Pull out each line in the rows below that contains the word "target". Letter case counts, so only an exact match qualifies.

— START OF Records to use —

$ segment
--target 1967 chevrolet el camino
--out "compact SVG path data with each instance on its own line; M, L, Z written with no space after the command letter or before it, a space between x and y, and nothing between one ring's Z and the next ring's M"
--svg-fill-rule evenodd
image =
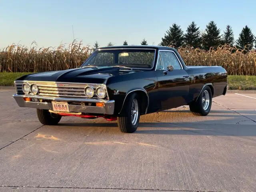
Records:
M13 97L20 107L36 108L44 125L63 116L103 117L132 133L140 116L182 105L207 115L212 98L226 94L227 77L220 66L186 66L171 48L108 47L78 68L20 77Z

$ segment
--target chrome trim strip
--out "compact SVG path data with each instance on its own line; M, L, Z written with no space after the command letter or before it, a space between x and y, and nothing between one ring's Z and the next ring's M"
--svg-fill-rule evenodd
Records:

— END OF Records to use —
— START OF Records to use —

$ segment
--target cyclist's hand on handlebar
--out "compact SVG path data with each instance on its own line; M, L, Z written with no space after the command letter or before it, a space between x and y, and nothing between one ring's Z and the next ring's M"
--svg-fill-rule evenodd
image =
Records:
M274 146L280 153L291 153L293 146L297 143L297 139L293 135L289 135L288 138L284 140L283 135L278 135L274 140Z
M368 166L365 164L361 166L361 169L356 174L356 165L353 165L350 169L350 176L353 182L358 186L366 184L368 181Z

— END OF Records to use —

# Exercise response
--target 1967 chevrolet el camino
--target chrome trim strip
--target cyclist's hand on handlebar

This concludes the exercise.